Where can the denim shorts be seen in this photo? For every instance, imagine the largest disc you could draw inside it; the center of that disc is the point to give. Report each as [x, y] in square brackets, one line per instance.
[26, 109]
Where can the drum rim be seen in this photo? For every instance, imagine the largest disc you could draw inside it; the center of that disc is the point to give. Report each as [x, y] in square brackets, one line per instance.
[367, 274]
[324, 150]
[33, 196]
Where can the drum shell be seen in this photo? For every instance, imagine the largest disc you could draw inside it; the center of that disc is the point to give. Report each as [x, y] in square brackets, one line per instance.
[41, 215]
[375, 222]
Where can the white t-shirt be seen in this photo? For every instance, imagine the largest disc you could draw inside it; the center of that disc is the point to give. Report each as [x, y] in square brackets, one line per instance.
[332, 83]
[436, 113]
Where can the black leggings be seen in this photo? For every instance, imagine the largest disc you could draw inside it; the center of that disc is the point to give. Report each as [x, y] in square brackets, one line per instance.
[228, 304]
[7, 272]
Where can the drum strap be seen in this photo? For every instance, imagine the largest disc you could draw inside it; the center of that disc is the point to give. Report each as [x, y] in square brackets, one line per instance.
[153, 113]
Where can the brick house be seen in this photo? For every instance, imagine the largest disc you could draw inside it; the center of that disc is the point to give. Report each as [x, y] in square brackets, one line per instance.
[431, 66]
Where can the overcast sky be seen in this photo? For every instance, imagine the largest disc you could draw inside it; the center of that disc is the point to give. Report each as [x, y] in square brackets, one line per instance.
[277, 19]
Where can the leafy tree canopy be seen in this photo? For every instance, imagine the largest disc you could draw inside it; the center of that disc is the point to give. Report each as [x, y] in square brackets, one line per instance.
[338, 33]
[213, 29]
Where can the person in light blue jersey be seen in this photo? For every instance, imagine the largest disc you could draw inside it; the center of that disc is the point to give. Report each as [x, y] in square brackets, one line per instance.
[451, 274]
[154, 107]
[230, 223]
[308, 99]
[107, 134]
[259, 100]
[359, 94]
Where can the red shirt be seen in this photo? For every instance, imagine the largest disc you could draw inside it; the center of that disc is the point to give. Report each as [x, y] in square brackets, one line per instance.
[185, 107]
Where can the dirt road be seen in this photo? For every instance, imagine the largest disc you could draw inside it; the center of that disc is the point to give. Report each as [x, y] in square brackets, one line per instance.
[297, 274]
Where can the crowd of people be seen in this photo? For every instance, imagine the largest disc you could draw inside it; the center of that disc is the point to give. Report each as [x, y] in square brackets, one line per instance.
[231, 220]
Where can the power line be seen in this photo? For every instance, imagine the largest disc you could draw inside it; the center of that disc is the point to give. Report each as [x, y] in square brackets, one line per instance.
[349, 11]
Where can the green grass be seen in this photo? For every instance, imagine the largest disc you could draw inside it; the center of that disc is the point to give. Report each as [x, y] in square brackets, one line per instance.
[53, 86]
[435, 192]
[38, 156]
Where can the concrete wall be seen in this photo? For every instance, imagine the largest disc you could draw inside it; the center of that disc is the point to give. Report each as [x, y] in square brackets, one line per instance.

-----

Give an exact copy of all the material above.

## Solved problem
Where can the denim shorts be seen in this photo? For every instance, imagine the largest disc you could draw inside it; the center of that disc is the point to give. Report each as [x, y] in square brackets, one line per instance.
[26, 109]
Where can the drum rim be seen in this photo? For every instance, imagine the largest disc you could draw inside it; the center of that disc is the point to give. Report each as [x, y] in square brackets, one line per instance.
[367, 274]
[324, 150]
[33, 196]
Where can the drum shell be seen in this photo? For every instance, imagine the largest disc you could draw inside it; the center of that disc is the point to give. Report each as [x, y] in square brackets, one line per instance.
[41, 215]
[375, 222]
Where can the white t-shirt be seen in this photo? For every instance, imagine the largest disc you could draw inside it; the center of that disc is the point to give. Report each as [x, y] in square brackets, one line per instance.
[332, 83]
[436, 113]
Where can the black leggings be seen in this photo? For every instance, imagine the largest disc you could draw inside it; the center of that disc is the point to give. Report each as [x, y] in square brackets, one line per instance.
[228, 304]
[7, 272]
Where can the drum strap be seen in this photo? For every instance, imagine the largest disc you could draw inside it; the center of that disc is the point to give. Report each as [x, y] in square brackets, one line per instance.
[153, 113]
Where can the brick house be seen in this photo? For every instance, imagine the largest disc you could draw inside it; the center of that disc is the point to give. Report each as [x, y] in square brackets, one line per instance.
[431, 66]
Where can the overcast sky be seen in this photo? For every instance, imagine the largest disc you could draw inside it; the center of that disc is the point to give. Report each as [x, y] in square brackets, one line per instance.
[277, 19]
Where can the leafy tree canopy be seen in this photo? For every instance, imagine the largest disc you could draw inside it; the center of that disc is the point to give. Report each as [x, y] in square brackets, one line per instance.
[338, 33]
[213, 29]
Where can the person in light blue jersey be seen in this photo? For every instance, imagine the largest disc you could draw inside it; the center of that disc is the point to give. Report each as [x, y] in square brackets, one line per instance.
[451, 274]
[154, 107]
[230, 223]
[308, 99]
[107, 134]
[259, 100]
[359, 94]
Where can the red shirt be seen in this photo? For every instance, imagine the largest disc you could draw inside it; the center of that disc is the point to give. Report each as [x, y] in square brackets, one line per instance.
[185, 107]
Where can the dirt road be seen in this photo? For every instance, imagine the largest disc you could draw inside it; the center of that disc is the point to give. Report each as [x, y] in square brackets, one line per instance.
[297, 274]
Where can the crowd of people be seen in this photo? For every instance, imagine the largest disc you could draw inside it; the center of that disc is the point to give. Report each as [x, y] in square brackets, one line per instance.
[231, 220]
Where can the power line be seen in this photo? For every instance, imagine the largest disc you could draw inside it; the center of that disc is the point to give. Report each as [x, y] in square brackets, one line per instance.
[349, 11]
Where can the green grass be seen in this photo? For every instance, imagine the largest disc you could draw inside it; the center of that disc is the point to give. Report each as [x, y] in square brackets, one line per instance.
[53, 86]
[435, 192]
[38, 156]
Where can the concrete wall be seen in this photo? For every instance, imagine the largest disc you could draw inside it; the center of that disc is the point to give. Report each as [x, y] in square brackets, one line per instance.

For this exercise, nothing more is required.